■ 本文抜粋 ■
自分の得意とする仕事と、実際に行う業務内容がマッチしているかを見極めることが重要です。

適応障害の方に向く環境を選ぶ

あくまで個々人の特性などによって異なりますが、一般的に「適応障害に向いているとされる環境」というものも存在します。一例として、以下のようなものが挙げられます。

  • 症状が現れた時に休める
  • 休んだ後に復職しやすい
  • 柔軟な働き方に対応してくれる
  • 苦痛なコミュニケーションを取る必要がなく、一人で仕事を進められる
  • 職場の空気に合わせる必要がない
  • やるべき仕事が決まっていて、迷う必要がない

例えば、軽作業・清掃作業員・警備員・工場作業員・オフィス事務や営業のサポートなど、毎日の業務がおおむね固定されている仕事は、職務内容の変化がストレスになる方に向いているでしょう。

■ 提供データ ■
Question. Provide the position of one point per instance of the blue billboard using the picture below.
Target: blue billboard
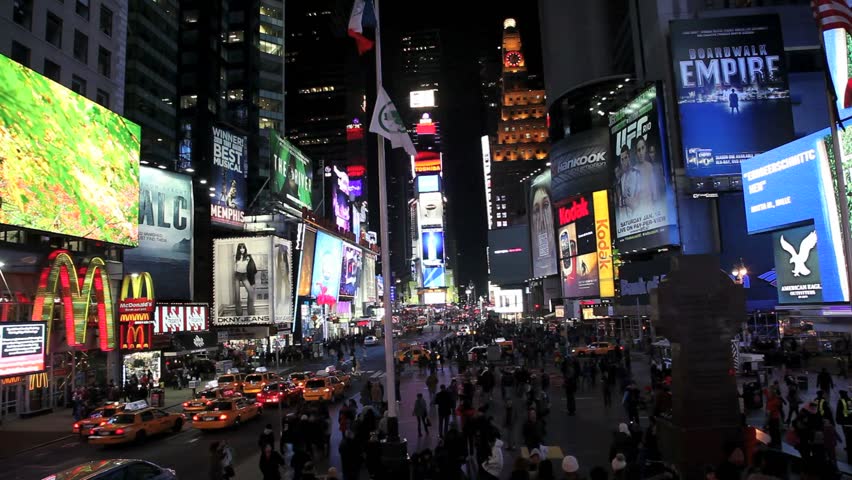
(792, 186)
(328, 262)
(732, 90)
--
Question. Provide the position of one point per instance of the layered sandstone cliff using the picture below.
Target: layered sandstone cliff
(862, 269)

■ 取り組む課題 ■
- A) 適応障害に向く職場環境についての本文を、二文で要約しなさい。
- B) 適応障害に向く職場環境についての本文に照らして、次の(i)〜(iii)が本文と合っているかを「はい」か「いいえ」で答えなさい。それぞれ、判断の根拠となる本文の語句をそのまま引用すること。
(i) 適応障害に向く環境は、誰にとっても同じである。
(ii) 休んだ後に復職しやすいことが、向いている環境の一例として挙げられている。
(iii) 職場の空気に合わせられることが、向いている環境の一例とされている。
- C) 適応障害に向く職場環境についての本文を、最後の文に続けて書き進めなさい。

■ 番号別解答 ■
- A) 適応障害の人に向く環境は個々人の特性によって異なりますが、一般的には症状が現れたときに休めることや、一人で仕事を進められることなどが挙げられます。軽作業や清掃作業員、警備員のように毎日の業務がおおむね固定されている仕事は、職務内容の変化がストレスになる人に向いているとされています。

- B)
(i) いいえ。「あくまで個々人の特性などによって異なりますが」
(ii) はい。「休んだ後に復職しやすい」
(iii) いいえ。「職場の空気に合わせる必要がない」

- C)
また、データー入力・Webライター・Webデザイナー・DTPデザイナー・歩合制の営業職など、職場環境に無理に合わせなくても良く、一人でできる作業もおすすめです。

その他、クリエイティブ職・エンジニア・アーティスト・モノづくりといった職種は、自分の専門的能力だけでも務まりやすい傾向にあります。障害があってもチャレンジしたい方には向いています。これらの職種に就ければ、人間関係のストレスはある程度楽になるかもしれません。

昨今は新型コロナ禍でテレワークが一般化したことも追い風となり、テレワークだけで自活することも十分可能な時代になりました。経営側にとっても、テレワークでできる仕事はテレワークでしてもらうことで、オフィス賃料や設備環境費、交通費などをカットできるというメリットもあります。

適応障害の方が苦手とする仕事を避ける

ストレス耐性が低い方は、厳しいノルマに追われたり、ストレスの重かったりする仕事は避けましょう。クレーム対応もしなければならないカスタマーサポート、ノルマの厳しいセールス職、管理責任のある役職などは、あまりおすすめできません。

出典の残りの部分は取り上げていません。